> Problem to solve
Give the stretch from the start of the records through the line that contains "M149 125L150 121L138" as a numbered list, with blank lines and pictures left out.

> Material provided
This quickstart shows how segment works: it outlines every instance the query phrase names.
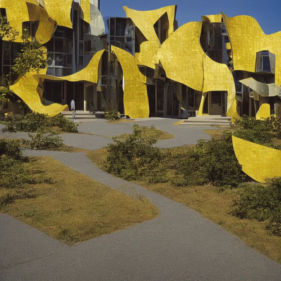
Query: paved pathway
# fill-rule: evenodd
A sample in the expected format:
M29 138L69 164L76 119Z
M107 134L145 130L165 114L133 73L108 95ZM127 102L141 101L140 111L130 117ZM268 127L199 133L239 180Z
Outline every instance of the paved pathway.
M131 133L133 122L124 123L121 124L107 123L105 119L97 119L91 122L85 122L78 126L80 133L78 134L63 134L61 135L64 143L75 147L94 150L113 142L111 138L123 133ZM136 121L141 125L150 126L153 125L156 128L169 133L175 136L169 140L159 140L156 145L167 148L180 146L185 144L196 143L200 138L208 139L210 136L203 131L203 129L217 129L209 126L177 126L172 125L178 119L169 118L137 119ZM27 133L18 132L15 133L1 133L0 125L0 138L27 138ZM88 133L93 134L88 134Z
M149 125L150 121L138 122ZM162 128L160 120L153 122ZM158 126L156 122L160 122ZM110 131L106 133L107 123L99 122L99 126L100 124L103 126L95 128L95 132L99 133L98 129L103 128L106 128L103 135L109 135ZM121 126L118 129L128 130L128 132L131 129L131 124L114 126ZM87 129L86 125L83 127ZM185 139L179 137L178 143L185 139L188 143L190 138L195 140L198 136L191 136L191 133L194 135L201 131L173 127L168 129L171 130L169 132L173 133L172 130L176 135L181 130L187 133ZM95 148L103 145L104 140L100 137L95 139L97 144ZM1 281L280 280L281 265L246 246L197 212L103 172L84 153L24 152L27 155L53 156L112 188L123 191L126 186L125 192L129 194L133 186L160 208L160 214L155 219L71 247L0 214Z

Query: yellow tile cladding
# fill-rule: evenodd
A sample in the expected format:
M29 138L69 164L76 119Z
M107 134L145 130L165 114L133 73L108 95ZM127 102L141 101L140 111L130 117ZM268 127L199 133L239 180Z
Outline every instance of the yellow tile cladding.
M63 110L68 110L68 106L46 101L37 91L38 83L31 73L28 72L20 77L10 89L16 94L32 111L53 116Z
M136 11L125 6L123 7L128 18L130 18L140 31L147 41L140 44L138 59L141 63L155 69L154 59L160 47L160 42L153 27L154 24L165 13L169 21L168 33L170 36L174 32L175 6L168 6L152 11Z
M254 72L257 52L268 50L276 56L275 83L281 85L281 32L266 35L253 18L222 15L231 45L234 69Z
M281 177L281 150L244 140L232 136L235 154L242 170L257 181Z
M125 114L131 118L148 118L149 107L146 85L143 83L144 77L138 69L139 63L126 51L114 46L112 47L123 70Z
M46 10L58 25L72 28L70 11L72 0L44 0Z

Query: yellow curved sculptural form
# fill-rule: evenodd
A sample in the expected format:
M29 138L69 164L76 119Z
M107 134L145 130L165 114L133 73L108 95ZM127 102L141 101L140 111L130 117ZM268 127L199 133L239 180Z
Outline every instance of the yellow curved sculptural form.
M235 155L243 171L255 180L281 177L281 150L232 136Z
M68 110L67 105L52 102L42 97L37 91L38 86L32 74L28 72L10 88L35 112L53 116L66 109Z
M154 57L161 44L153 25L167 13L169 21L168 34L169 37L171 36L174 32L175 6L168 6L151 11L136 11L126 6L123 8L127 17L132 19L147 40L140 44L140 53L136 54L136 58L144 65L155 69Z
M281 32L266 35L253 18L229 18L222 12L231 46L235 70L255 71L256 53L268 50L276 56L275 83L281 85Z
M49 16L44 9L39 5L36 0L1 0L0 8L6 9L7 19L12 27L18 31L19 35L15 42L22 42L22 23L40 21L36 32L36 40L42 44L51 39L54 30L55 22ZM4 40L7 40L6 37Z
M238 115L233 108L236 103L233 76L226 64L214 61L204 52L200 44L202 28L201 22L180 27L162 44L157 58L167 77L203 92L199 115L203 114L204 93L227 91L227 116L234 119Z
M58 25L72 28L70 11L72 0L44 0L46 10Z
M139 62L124 50L112 46L121 64L124 76L125 114L131 118L148 118L149 107L144 78L138 67Z
M202 21L203 23L221 23L222 15L210 15L209 16L203 16L201 17Z
M20 38L22 30L22 23L29 21L29 15L26 2L38 5L36 0L1 0L0 8L6 9L7 20L12 27L18 30L19 35L16 37L15 42L22 42ZM4 37L3 40L7 40Z
M58 77L37 73L34 74L34 76L37 80L40 78L42 81L44 81L45 79L55 81L66 80L72 82L85 80L96 84L97 83L99 64L100 58L104 51L104 49L97 52L93 56L89 64L85 68L71 75Z
M84 14L84 20L88 23L90 23L90 0L80 0L80 6Z
M260 107L257 114L256 119L259 120L266 119L270 117L270 105L268 103L263 103Z

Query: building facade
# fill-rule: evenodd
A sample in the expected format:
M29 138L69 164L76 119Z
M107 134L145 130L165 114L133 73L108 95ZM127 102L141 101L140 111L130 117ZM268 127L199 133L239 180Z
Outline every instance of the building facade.
M74 99L78 110L131 118L281 116L281 36L265 34L253 18L222 13L179 27L176 6L124 7L127 17L103 19L99 1L63 1L62 14L48 0L11 2L1 1L1 15L49 58L11 87L32 110L55 115ZM0 42L5 75L20 42Z

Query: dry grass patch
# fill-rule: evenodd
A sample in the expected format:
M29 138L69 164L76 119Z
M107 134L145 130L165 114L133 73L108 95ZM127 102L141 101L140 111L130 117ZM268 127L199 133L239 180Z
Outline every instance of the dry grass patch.
M158 209L73 171L51 157L32 157L53 184L29 185L35 198L17 199L3 213L69 245L156 217ZM1 189L0 189L1 190ZM1 193L6 191L1 191Z
M211 185L179 188L169 183L138 184L182 203L239 237L249 246L281 263L281 237L269 234L266 222L241 220L229 213L237 189L219 193Z
M135 121L134 119L119 119L118 120L108 120L106 122L109 124L121 124L128 122L134 122Z
M229 128L224 128L220 130L203 130L205 133L210 135L212 138L217 140L220 138L222 134L226 131L230 131Z

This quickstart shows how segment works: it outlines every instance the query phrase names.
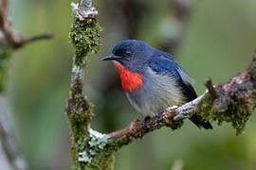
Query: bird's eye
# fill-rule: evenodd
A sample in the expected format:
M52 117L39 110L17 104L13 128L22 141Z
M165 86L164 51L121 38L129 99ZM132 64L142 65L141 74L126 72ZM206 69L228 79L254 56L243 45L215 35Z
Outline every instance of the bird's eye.
M126 52L125 52L125 55L126 55L126 56L130 56L130 54L131 54L131 51L126 51Z

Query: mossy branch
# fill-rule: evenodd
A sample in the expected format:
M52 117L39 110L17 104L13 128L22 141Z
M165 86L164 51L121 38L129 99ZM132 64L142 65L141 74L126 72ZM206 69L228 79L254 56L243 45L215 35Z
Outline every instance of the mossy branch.
M83 73L87 54L96 53L100 48L101 28L97 22L98 12L92 7L92 0L82 0L72 6L75 18L69 37L76 53L66 112L72 131L71 149L75 169L112 170L114 154L122 146L163 127L177 129L183 125L183 119L195 113L206 120L217 121L219 125L230 122L237 134L243 132L256 106L256 55L250 66L229 82L214 87L209 79L206 81L208 91L203 95L183 106L167 108L150 118L146 122L147 131L139 120L109 134L91 129L93 105L82 94Z

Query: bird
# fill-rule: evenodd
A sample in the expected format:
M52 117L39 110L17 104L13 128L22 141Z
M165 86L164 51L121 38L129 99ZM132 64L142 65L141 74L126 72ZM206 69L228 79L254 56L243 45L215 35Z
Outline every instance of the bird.
M181 106L197 97L193 79L174 57L143 41L121 41L102 60L114 62L129 102L146 116L144 121L168 107ZM190 120L199 128L212 129L210 123L197 114Z

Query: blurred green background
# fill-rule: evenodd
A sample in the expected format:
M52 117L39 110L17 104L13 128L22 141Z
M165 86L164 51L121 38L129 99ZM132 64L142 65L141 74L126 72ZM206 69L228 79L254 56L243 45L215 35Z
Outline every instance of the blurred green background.
M33 169L70 169L70 136L64 113L72 45L71 1L13 0L13 27L25 37L46 31L54 39L29 44L12 54L8 91L15 132ZM126 3L126 4L125 4ZM127 5L128 4L128 5ZM100 59L119 41L135 38L160 48L179 28L173 21L172 0L96 1L103 27L101 50L91 55L85 94L96 105L92 127L101 132L121 128L142 118L130 106L112 63ZM128 17L127 17L128 16ZM203 81L226 82L249 64L256 49L256 1L198 1L192 8L176 60L195 79L198 94ZM167 39L167 40L166 40ZM170 50L170 51L169 51ZM172 49L167 49L172 53ZM256 120L235 136L230 125L199 130L186 121L180 130L162 128L123 147L116 170L171 170L177 162L187 170L256 169Z

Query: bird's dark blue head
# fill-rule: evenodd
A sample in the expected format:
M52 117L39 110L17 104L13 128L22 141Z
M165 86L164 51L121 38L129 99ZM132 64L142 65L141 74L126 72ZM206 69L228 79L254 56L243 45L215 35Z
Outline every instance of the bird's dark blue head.
M125 40L118 43L112 54L102 60L113 60L120 63L133 72L142 69L153 52L153 48L142 41Z

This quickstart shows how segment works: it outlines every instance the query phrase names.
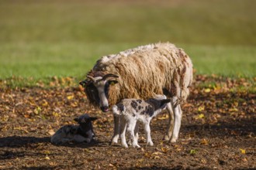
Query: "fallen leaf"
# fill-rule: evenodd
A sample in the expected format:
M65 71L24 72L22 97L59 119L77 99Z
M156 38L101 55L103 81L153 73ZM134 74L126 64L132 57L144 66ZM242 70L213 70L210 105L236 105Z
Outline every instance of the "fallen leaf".
M241 154L246 154L245 149L240 149Z
M209 142L206 139L203 138L201 140L200 144L203 144L203 145L207 145L209 144Z
M209 88L207 88L207 89L205 89L204 92L209 93L209 92L211 92L211 90Z
M195 149L190 150L189 154L190 155L195 155L196 154L196 150L195 150Z
M205 106L200 106L198 110L199 110L199 112L204 110L205 110Z
M55 131L54 130L50 129L48 131L48 134L52 136L55 134Z
M203 114L200 114L199 116L198 116L198 118L199 119L202 119L205 117L205 115Z
M73 99L74 98L74 95L70 95L70 96L67 96L67 100L71 100L71 99Z

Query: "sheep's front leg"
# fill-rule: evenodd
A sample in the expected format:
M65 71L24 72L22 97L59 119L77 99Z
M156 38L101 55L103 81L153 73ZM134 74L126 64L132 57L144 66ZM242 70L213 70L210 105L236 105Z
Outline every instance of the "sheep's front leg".
M178 138L179 129L182 125L182 110L180 104L176 104L177 98L174 98L172 107L175 113L175 125L171 142L176 142Z
M114 115L114 134L111 140L111 144L117 144L118 143L118 139L119 138L119 116L116 114Z
M172 110L172 107L171 107L171 103L168 103L167 104L167 110L168 112L169 119L168 119L168 128L167 128L167 132L166 132L166 134L164 135L164 139L167 141L169 141L171 138L171 135L172 135L174 124L175 124L175 116L174 116L174 113Z
M147 121L144 124L144 131L147 135L147 144L149 144L150 146L153 146L154 144L150 135L150 121Z

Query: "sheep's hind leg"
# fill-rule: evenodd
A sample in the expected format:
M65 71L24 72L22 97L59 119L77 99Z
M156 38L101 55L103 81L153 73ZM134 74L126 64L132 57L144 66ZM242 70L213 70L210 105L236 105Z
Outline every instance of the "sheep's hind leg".
M131 141L132 143L132 146L133 148L140 148L140 146L137 144L137 141L135 138L135 135L134 135L134 130L135 130L135 127L137 125L137 122L134 120L130 121L128 123L128 127L127 127L127 133L129 134L129 138Z
M144 131L147 135L147 145L153 146L153 141L151 139L151 135L150 135L150 122L147 122L144 124Z
M164 135L164 140L169 141L171 138L173 129L174 129L174 125L175 125L175 115L174 115L174 113L172 110L172 107L171 107L171 103L168 103L167 104L167 110L168 112L169 119L168 119L168 128L167 128L167 132L166 132L166 134Z
M128 148L126 140L126 131L127 124L125 121L121 121L119 123L120 123L119 124L119 128L120 128L119 136L121 138L121 144L122 144L122 146L123 146L125 148Z
M139 122L137 122L136 126L135 126L135 129L134 129L134 135L135 135L135 141L136 143L138 144L138 139L139 139ZM140 145L139 145L140 146Z
M178 138L179 130L182 125L182 110L181 105L178 104L174 108L175 112L175 126L171 138L171 142L176 142Z
M111 139L110 144L117 144L119 138L119 116L114 114L114 134Z

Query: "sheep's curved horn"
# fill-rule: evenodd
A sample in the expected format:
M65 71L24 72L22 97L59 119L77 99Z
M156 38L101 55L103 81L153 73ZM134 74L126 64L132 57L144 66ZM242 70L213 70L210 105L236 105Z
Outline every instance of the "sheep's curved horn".
M96 79L95 77L93 77L93 76L87 76L86 77L88 78L88 79L91 79L93 82L95 82L96 81Z
M102 77L102 80L106 80L107 78L109 78L109 77L112 77L112 78L118 78L119 77L119 76L116 75L116 74L113 74L113 73L108 73L108 74L106 74L103 77Z

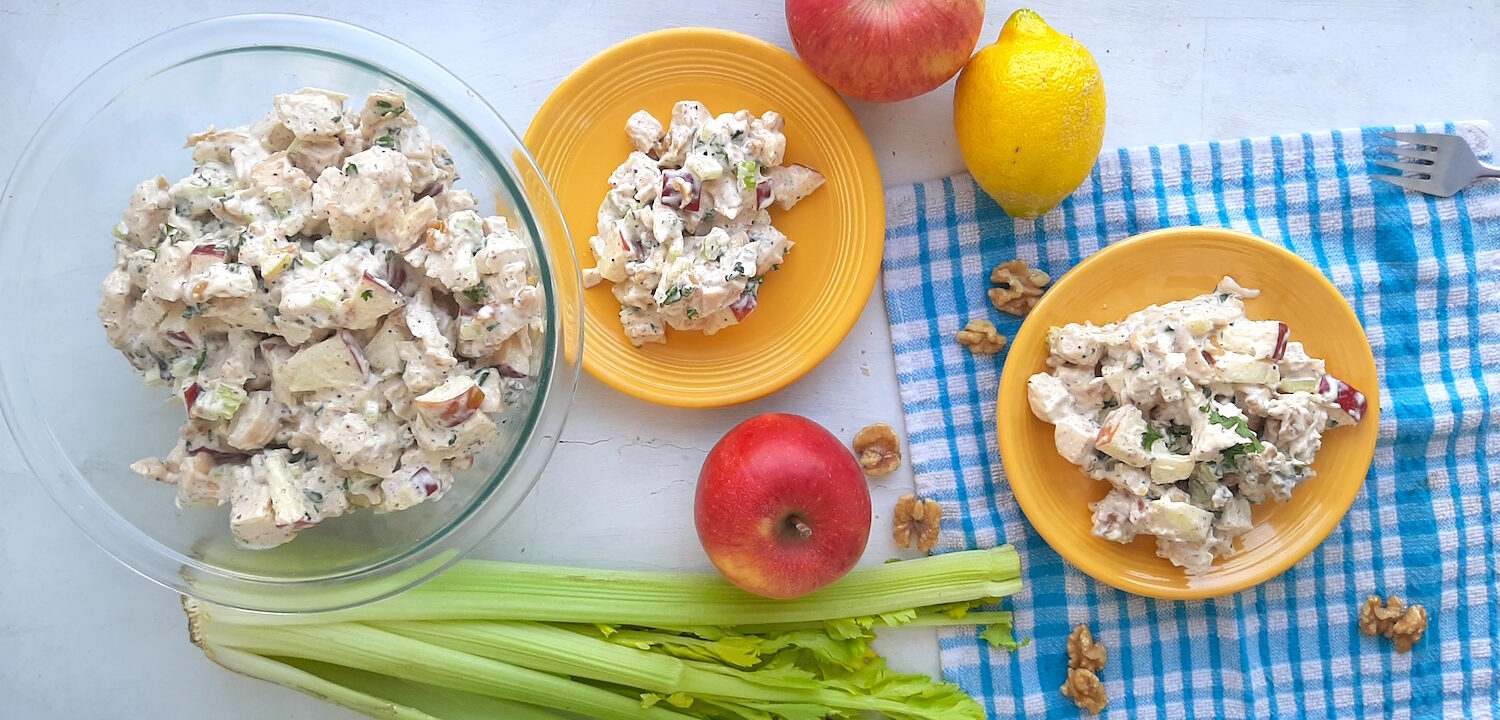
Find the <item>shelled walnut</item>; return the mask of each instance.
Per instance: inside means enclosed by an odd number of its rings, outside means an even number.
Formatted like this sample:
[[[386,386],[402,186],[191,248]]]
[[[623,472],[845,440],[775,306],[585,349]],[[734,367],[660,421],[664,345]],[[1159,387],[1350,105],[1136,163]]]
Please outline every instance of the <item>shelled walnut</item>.
[[[1089,712],[1100,712],[1110,699],[1104,694],[1104,682],[1086,668],[1068,668],[1068,680],[1062,682],[1064,698],[1072,698],[1072,704]]]
[[[1089,626],[1080,622],[1074,627],[1068,634],[1068,678],[1062,682],[1062,694],[1089,712],[1104,710],[1110,699],[1104,696],[1098,672],[1104,669],[1106,658],[1108,651],[1094,642]]]
[[[970,320],[957,334],[958,345],[975,356],[993,356],[1005,346],[1005,336],[988,320]]]
[[[1359,632],[1390,638],[1396,652],[1407,652],[1426,632],[1426,608],[1406,606],[1396,596],[1388,597],[1383,603],[1380,596],[1370,596],[1359,608]]]
[[[916,495],[902,495],[896,501],[894,530],[891,536],[896,544],[918,550],[932,552],[938,546],[938,532],[942,525],[942,506],[936,500],[916,500]]]
[[[1108,650],[1094,642],[1089,626],[1078,624],[1072,628],[1072,634],[1068,636],[1068,668],[1100,672],[1104,669],[1106,658],[1108,658]]]
[[[888,476],[902,466],[902,441],[894,428],[874,423],[855,434],[854,454],[860,458],[866,476]]]
[[[990,303],[996,310],[1026,315],[1036,304],[1052,276],[1032,268],[1024,260],[1008,260],[990,272]]]

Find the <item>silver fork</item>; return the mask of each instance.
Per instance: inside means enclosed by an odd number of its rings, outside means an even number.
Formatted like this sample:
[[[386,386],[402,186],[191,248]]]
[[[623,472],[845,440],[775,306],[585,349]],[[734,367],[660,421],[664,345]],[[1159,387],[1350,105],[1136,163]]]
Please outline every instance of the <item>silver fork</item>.
[[[1380,146],[1372,150],[1398,154],[1407,162],[1371,160],[1382,168],[1404,172],[1402,176],[1370,176],[1376,180],[1448,198],[1480,177],[1500,177],[1500,168],[1479,162],[1479,158],[1474,158],[1474,150],[1458,135],[1437,132],[1382,132],[1380,135],[1395,140],[1398,144]]]

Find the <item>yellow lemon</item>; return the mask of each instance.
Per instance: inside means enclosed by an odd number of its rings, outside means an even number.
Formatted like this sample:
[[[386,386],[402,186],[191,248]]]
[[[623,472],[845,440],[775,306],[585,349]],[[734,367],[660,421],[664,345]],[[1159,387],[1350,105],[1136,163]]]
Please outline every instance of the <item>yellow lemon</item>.
[[[1104,80],[1094,56],[1032,10],[969,58],[952,94],[958,152],[1014,218],[1036,218],[1094,170],[1104,144]]]

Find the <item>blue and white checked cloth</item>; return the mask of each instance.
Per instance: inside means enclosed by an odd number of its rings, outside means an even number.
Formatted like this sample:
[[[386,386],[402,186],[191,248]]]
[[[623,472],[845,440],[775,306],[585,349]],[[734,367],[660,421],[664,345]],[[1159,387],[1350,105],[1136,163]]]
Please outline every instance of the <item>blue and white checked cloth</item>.
[[[1490,154],[1490,126],[1458,132]],[[1012,222],[969,178],[886,190],[885,302],[918,489],[944,506],[939,550],[1011,543],[1026,590],[992,651],[942,634],[948,680],[993,718],[1078,717],[1059,693],[1064,640],[1089,622],[1108,646],[1106,717],[1492,717],[1500,714],[1500,183],[1449,200],[1371,183],[1382,129],[1108,152],[1038,220]],[[994,444],[1002,356],[954,342],[970,316],[1018,321],[986,297],[990,268],[1023,258],[1060,276],[1124,237],[1221,225],[1318,267],[1364,322],[1380,370],[1374,466],[1344,522],[1258,588],[1156,602],[1096,584],[1062,560],[1011,496]],[[1408,654],[1359,634],[1371,592],[1431,614]]]

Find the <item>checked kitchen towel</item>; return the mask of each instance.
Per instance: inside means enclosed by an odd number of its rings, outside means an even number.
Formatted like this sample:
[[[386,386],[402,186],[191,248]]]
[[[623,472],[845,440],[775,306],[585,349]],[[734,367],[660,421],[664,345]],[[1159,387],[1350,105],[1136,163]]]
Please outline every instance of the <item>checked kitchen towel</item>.
[[[1491,152],[1490,126],[1456,132]],[[1500,182],[1454,198],[1372,183],[1382,128],[1107,152],[1060,207],[1016,222],[969,176],[886,190],[885,302],[920,492],[942,502],[939,552],[1012,543],[1011,654],[972,628],[942,634],[948,680],[993,718],[1078,717],[1058,688],[1065,638],[1110,650],[1104,717],[1492,717],[1500,714]],[[1376,171],[1380,171],[1376,168]],[[1264,585],[1209,602],[1119,592],[1066,566],[1026,522],[994,441],[1004,356],[954,342],[968,318],[1002,334],[990,268],[1053,278],[1104,244],[1170,225],[1254,232],[1302,255],[1359,314],[1380,370],[1374,466],[1344,522]],[[944,392],[940,392],[944,390]],[[957,448],[957,452],[954,452]],[[1359,634],[1371,592],[1431,614],[1408,654]]]

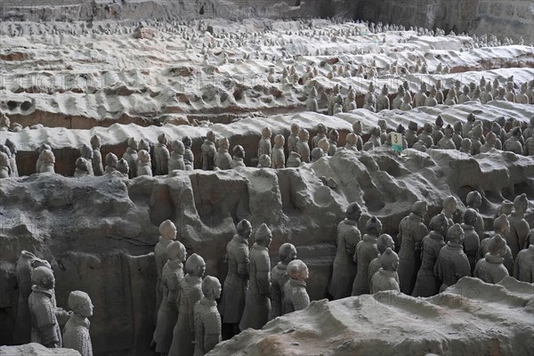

> The response
1. This quickstart shows how segment works: it outlines every instance the query phrase names.
2. Query: paved pathway
3. # fill-rule: evenodd
4. A sample in the expected format:
5. M29 138L69 164L76 119Z
6. M107 134L145 130L165 114L133 73L108 95ZM127 102L141 101L140 111L130 117ZM268 127L199 133L239 180Z
7. Outline every instance of the paved pathway.
8. M131 133L133 122L124 123L121 124L107 123L105 119L97 119L91 122L85 122L78 126L80 133L78 134L63 134L61 135L64 143L75 147L94 150L113 142L111 138L123 133ZM136 121L141 125L150 126L153 125L156 128L169 133L175 136L169 140L159 140L156 145L167 148L180 146L185 144L196 143L200 138L208 139L210 136L203 131L203 129L217 129L209 126L177 126L172 125L178 119L169 118L137 119ZM27 133L18 132L15 133L1 133L0 125L0 138L27 138ZM88 133L93 134L88 134Z
9. M149 125L150 121L138 122ZM162 128L160 120L153 122ZM158 126L156 122L160 122ZM110 131L106 133L107 123L99 122L99 126L100 124L103 126L95 128L95 132L99 133L98 129L103 128L106 128L103 135L109 135ZM121 126L118 129L128 130L128 132L131 129L131 124L114 126ZM87 129L86 125L83 127ZM185 139L179 137L178 143L185 139L188 143L190 138L195 140L198 136L191 136L191 133L194 135L201 131L173 127L168 129L171 130L169 132L173 133L172 130L176 135L181 130L187 133ZM95 148L103 145L104 140L100 137L95 139L97 144ZM1 281L280 280L281 265L246 246L197 212L103 172L84 153L24 152L27 155L53 156L112 188L123 191L126 186L125 192L129 194L133 186L160 208L160 214L155 219L71 247L0 214Z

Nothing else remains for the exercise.